Work required: List every line of the records below that contains the string "object". Case counts.

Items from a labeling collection
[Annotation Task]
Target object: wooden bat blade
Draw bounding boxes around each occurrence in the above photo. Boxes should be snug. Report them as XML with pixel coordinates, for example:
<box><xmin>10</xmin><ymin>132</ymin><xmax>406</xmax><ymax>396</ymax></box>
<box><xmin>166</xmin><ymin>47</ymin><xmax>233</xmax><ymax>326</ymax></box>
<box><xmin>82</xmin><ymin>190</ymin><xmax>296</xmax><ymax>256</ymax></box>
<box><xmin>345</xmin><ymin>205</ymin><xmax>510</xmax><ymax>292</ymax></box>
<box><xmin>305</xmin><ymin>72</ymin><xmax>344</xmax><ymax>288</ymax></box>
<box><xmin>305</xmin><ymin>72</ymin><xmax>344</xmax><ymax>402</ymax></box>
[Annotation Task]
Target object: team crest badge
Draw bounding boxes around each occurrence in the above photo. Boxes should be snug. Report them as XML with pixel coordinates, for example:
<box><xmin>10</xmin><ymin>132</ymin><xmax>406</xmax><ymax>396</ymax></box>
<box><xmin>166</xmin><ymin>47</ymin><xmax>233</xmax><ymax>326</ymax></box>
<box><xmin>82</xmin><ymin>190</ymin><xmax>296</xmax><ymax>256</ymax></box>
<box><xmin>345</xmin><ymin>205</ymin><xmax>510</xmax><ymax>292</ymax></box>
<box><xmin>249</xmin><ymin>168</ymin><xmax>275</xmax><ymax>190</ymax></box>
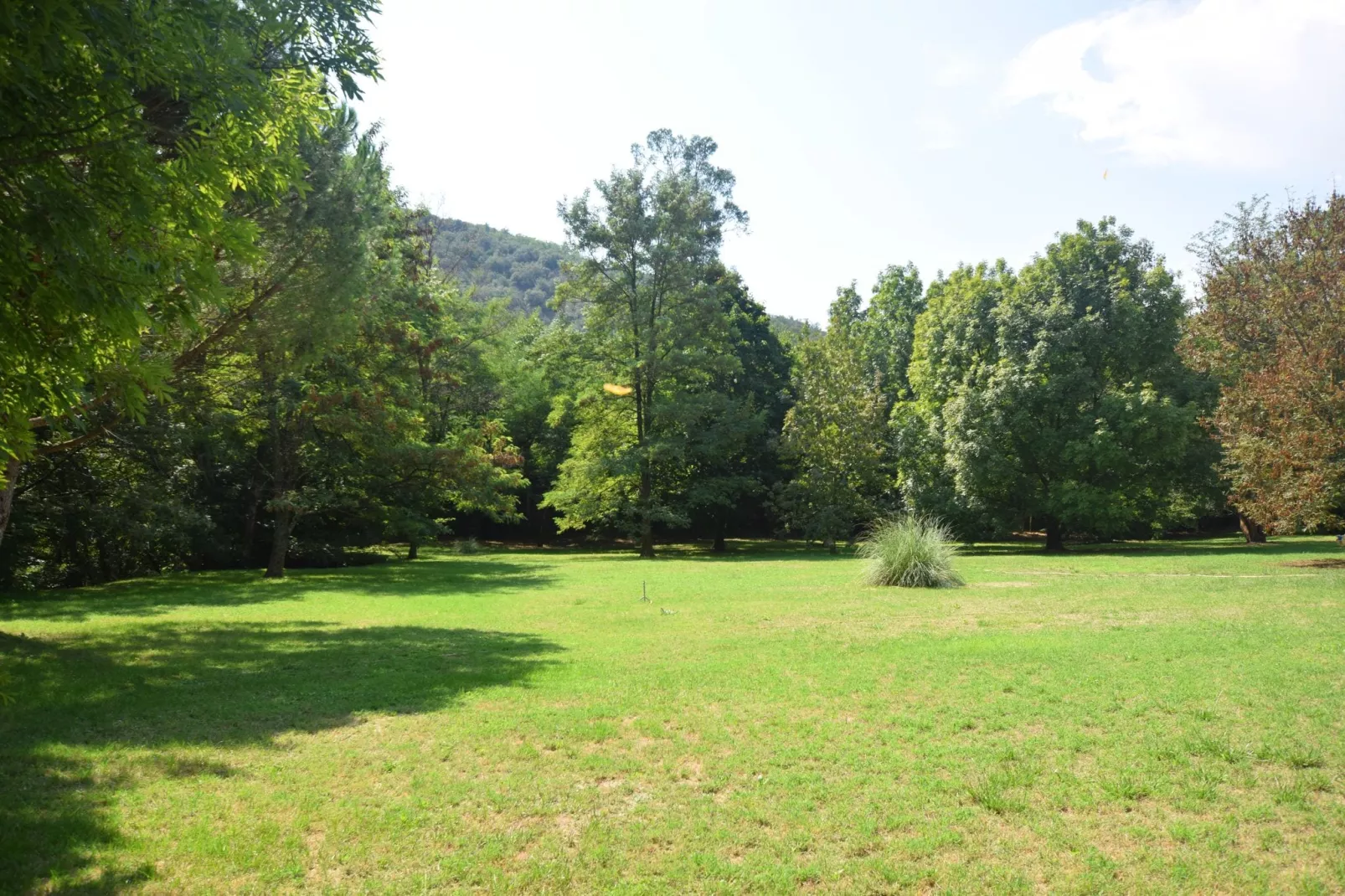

Solution for this exercise:
Target object: wooden bat blade
Target object: team crest badge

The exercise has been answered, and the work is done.